Friday night youth program reaches neighborhood kids

Photo by Rex Hoffman  

Kids in the neighborhood around Edgewater United Methodist Church get physically and spiritually fed at the church's new Lost and Found Friday night youth ministry. An average of 85 to 90 kids attend weekly and now call the church their own, according to church leaders.
Edgewater United Methodist Church’s “Lost and Found” ministry is reaching nearly 100 youth each week—youth who now call the church their own.

By John M. De Marco

EDGEWATER — One Friday night at Edgewater United Methodist Church, the buzz was reminiscent of the “Seven Degrees of Kevin Bacon” routine, a kind of game to connect nearly any movie star with almost any film featuring Bacon.

■ ■ ■ ■ ■ ■ ■

● **What is needed**:
Answer these questions about the article on the Friday night youth program:
(a) What is the name of the Friday night youth ministry at Edgewater United Methodist Church?
(b) On average, how many kids attend each week?
(c) What routine did the buzz one Friday night bring to mind?
The rows that come next were taken from a separate source and have no connection to the text.

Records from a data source
■ ■ ■ ■ ■ ■ ■

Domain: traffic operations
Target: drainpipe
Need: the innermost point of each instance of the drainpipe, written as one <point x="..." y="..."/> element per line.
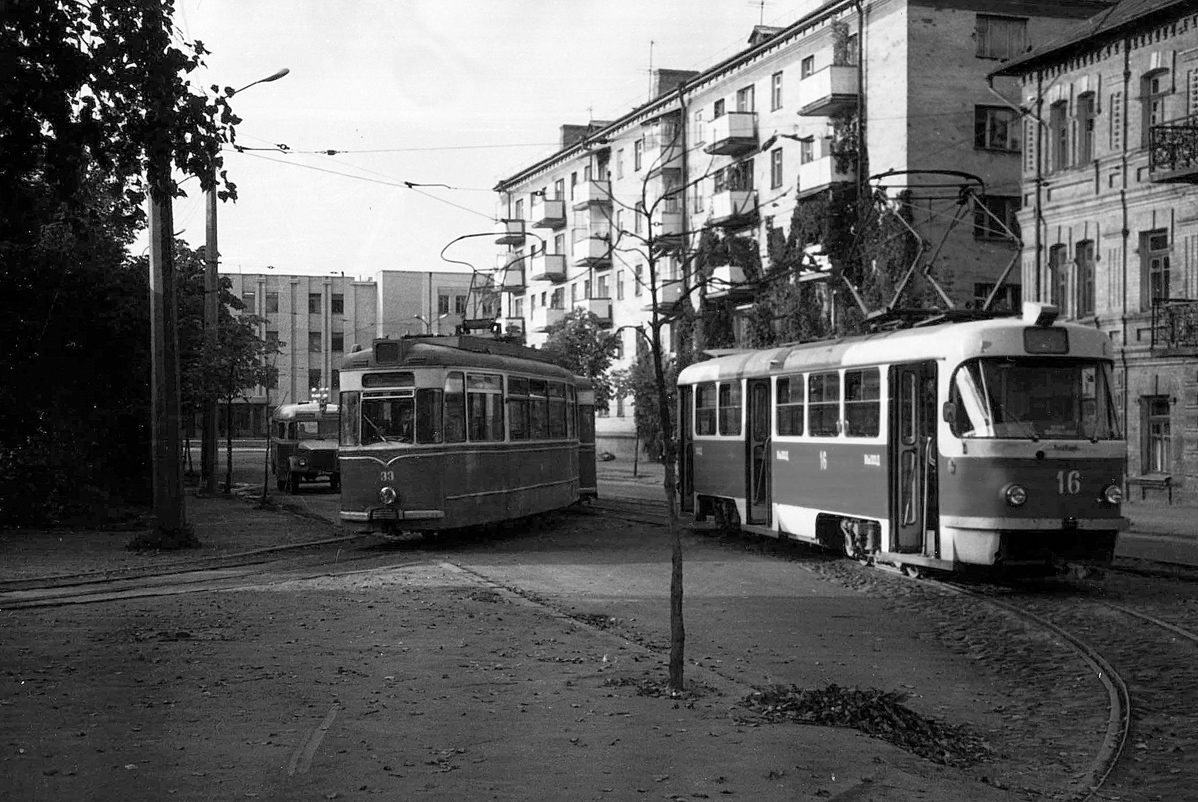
<point x="1126" y="234"/>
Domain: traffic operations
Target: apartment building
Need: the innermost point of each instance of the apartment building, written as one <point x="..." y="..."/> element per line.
<point x="1109" y="212"/>
<point x="848" y="92"/>
<point x="315" y="320"/>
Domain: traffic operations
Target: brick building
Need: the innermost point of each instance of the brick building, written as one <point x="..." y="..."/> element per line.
<point x="733" y="148"/>
<point x="1111" y="212"/>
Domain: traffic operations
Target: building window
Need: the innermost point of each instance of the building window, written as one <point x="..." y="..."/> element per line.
<point x="1058" y="275"/>
<point x="1058" y="134"/>
<point x="1154" y="251"/>
<point x="996" y="127"/>
<point x="1085" y="127"/>
<point x="1000" y="37"/>
<point x="1154" y="89"/>
<point x="1083" y="255"/>
<point x="745" y="100"/>
<point x="996" y="217"/>
<point x="1157" y="440"/>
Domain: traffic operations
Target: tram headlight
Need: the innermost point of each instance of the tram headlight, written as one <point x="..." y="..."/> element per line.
<point x="1016" y="495"/>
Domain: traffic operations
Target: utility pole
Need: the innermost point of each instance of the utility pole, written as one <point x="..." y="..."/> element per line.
<point x="170" y="512"/>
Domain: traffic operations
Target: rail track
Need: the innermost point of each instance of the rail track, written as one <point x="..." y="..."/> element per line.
<point x="1107" y="665"/>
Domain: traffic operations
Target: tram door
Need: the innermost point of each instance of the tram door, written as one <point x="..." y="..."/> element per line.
<point x="685" y="451"/>
<point x="913" y="454"/>
<point x="758" y="427"/>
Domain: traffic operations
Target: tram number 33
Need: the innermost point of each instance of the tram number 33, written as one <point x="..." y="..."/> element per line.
<point x="1069" y="482"/>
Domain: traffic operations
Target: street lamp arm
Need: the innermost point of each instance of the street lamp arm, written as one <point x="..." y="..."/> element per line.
<point x="260" y="80"/>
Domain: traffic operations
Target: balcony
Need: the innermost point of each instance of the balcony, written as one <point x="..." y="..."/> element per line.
<point x="669" y="295"/>
<point x="598" y="307"/>
<point x="829" y="91"/>
<point x="1173" y="151"/>
<point x="1175" y="326"/>
<point x="822" y="174"/>
<point x="509" y="231"/>
<point x="545" y="317"/>
<point x="548" y="213"/>
<point x="592" y="193"/>
<point x="592" y="251"/>
<point x="732" y="133"/>
<point x="512" y="279"/>
<point x="733" y="207"/>
<point x="728" y="282"/>
<point x="546" y="267"/>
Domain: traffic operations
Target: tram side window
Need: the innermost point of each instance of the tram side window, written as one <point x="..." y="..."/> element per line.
<point x="538" y="408"/>
<point x="428" y="416"/>
<point x="350" y="408"/>
<point x="556" y="410"/>
<point x="790" y="405"/>
<point x="455" y="406"/>
<point x="484" y="406"/>
<point x="823" y="403"/>
<point x="705" y="409"/>
<point x="572" y="411"/>
<point x="518" y="408"/>
<point x="730" y="408"/>
<point x="863" y="403"/>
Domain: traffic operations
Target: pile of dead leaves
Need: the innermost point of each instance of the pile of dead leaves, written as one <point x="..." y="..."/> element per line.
<point x="875" y="712"/>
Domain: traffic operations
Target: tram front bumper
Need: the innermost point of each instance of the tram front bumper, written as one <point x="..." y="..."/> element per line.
<point x="388" y="514"/>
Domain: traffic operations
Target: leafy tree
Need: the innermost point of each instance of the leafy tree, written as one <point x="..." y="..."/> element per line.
<point x="580" y="344"/>
<point x="94" y="110"/>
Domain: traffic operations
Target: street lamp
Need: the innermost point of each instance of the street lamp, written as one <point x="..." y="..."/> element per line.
<point x="428" y="324"/>
<point x="211" y="317"/>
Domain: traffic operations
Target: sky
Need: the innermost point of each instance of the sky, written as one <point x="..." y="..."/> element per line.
<point x="453" y="92"/>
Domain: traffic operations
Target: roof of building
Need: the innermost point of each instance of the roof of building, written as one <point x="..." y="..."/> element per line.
<point x="1111" y="23"/>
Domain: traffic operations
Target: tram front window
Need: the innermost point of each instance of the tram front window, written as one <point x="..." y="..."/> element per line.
<point x="387" y="420"/>
<point x="1028" y="398"/>
<point x="322" y="429"/>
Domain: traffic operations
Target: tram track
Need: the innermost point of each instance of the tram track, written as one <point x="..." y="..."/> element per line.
<point x="1141" y="668"/>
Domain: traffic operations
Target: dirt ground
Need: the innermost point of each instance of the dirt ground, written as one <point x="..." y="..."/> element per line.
<point x="434" y="680"/>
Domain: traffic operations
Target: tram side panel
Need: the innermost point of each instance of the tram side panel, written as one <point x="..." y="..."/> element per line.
<point x="829" y="478"/>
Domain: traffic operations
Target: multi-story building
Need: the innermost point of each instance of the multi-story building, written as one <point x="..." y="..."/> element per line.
<point x="315" y="320"/>
<point x="1111" y="212"/>
<point x="852" y="90"/>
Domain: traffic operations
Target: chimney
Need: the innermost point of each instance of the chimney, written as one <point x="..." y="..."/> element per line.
<point x="667" y="80"/>
<point x="762" y="34"/>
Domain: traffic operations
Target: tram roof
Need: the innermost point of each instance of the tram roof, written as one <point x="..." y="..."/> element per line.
<point x="949" y="341"/>
<point x="304" y="409"/>
<point x="463" y="353"/>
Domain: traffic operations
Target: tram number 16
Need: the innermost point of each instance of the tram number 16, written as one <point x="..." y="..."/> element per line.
<point x="1069" y="482"/>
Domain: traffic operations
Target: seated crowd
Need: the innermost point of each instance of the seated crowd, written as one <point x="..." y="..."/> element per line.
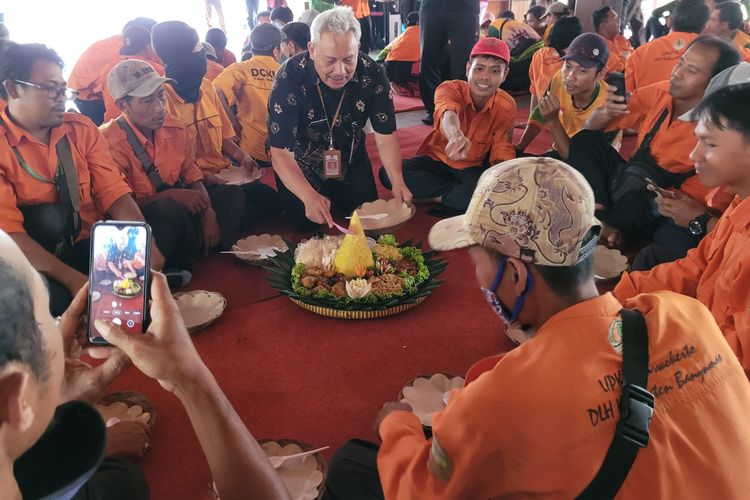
<point x="161" y="120"/>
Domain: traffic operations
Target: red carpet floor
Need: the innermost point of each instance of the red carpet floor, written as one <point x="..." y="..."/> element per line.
<point x="291" y="374"/>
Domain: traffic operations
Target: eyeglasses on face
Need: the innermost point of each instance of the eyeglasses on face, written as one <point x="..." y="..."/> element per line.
<point x="53" y="91"/>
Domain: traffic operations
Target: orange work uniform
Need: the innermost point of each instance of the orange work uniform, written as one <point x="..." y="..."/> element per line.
<point x="85" y="75"/>
<point x="171" y="151"/>
<point x="538" y="424"/>
<point x="361" y="8"/>
<point x="672" y="144"/>
<point x="227" y="57"/>
<point x="716" y="272"/>
<point x="544" y="64"/>
<point x="207" y="122"/>
<point x="111" y="111"/>
<point x="619" y="52"/>
<point x="488" y="129"/>
<point x="99" y="180"/>
<point x="653" y="62"/>
<point x="248" y="85"/>
<point x="405" y="47"/>
<point x="213" y="69"/>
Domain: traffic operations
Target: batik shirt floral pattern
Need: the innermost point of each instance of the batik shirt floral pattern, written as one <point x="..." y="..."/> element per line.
<point x="297" y="121"/>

■ ■ ■ ■ ■ ■ ■

● **Reply**:
(a) Lost and Found
(b) 85 to 90
(c) The "Seven Degrees of Kevin Bacon" routine